▶ **Work item**
Each entry must appear again exactly as it does in the source.
++++++++++++++++++++
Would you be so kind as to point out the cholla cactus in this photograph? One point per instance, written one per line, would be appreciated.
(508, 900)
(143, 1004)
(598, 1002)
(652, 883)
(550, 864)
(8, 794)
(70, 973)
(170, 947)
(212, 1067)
++++++++++++++++++++
▶ **Written answer**
Would you be so kind as to point out the cholla cactus in this photograph? One point per instance, written one per line, would be appreciated.
(508, 900)
(143, 1004)
(598, 1002)
(652, 883)
(550, 864)
(8, 794)
(70, 973)
(170, 947)
(212, 1067)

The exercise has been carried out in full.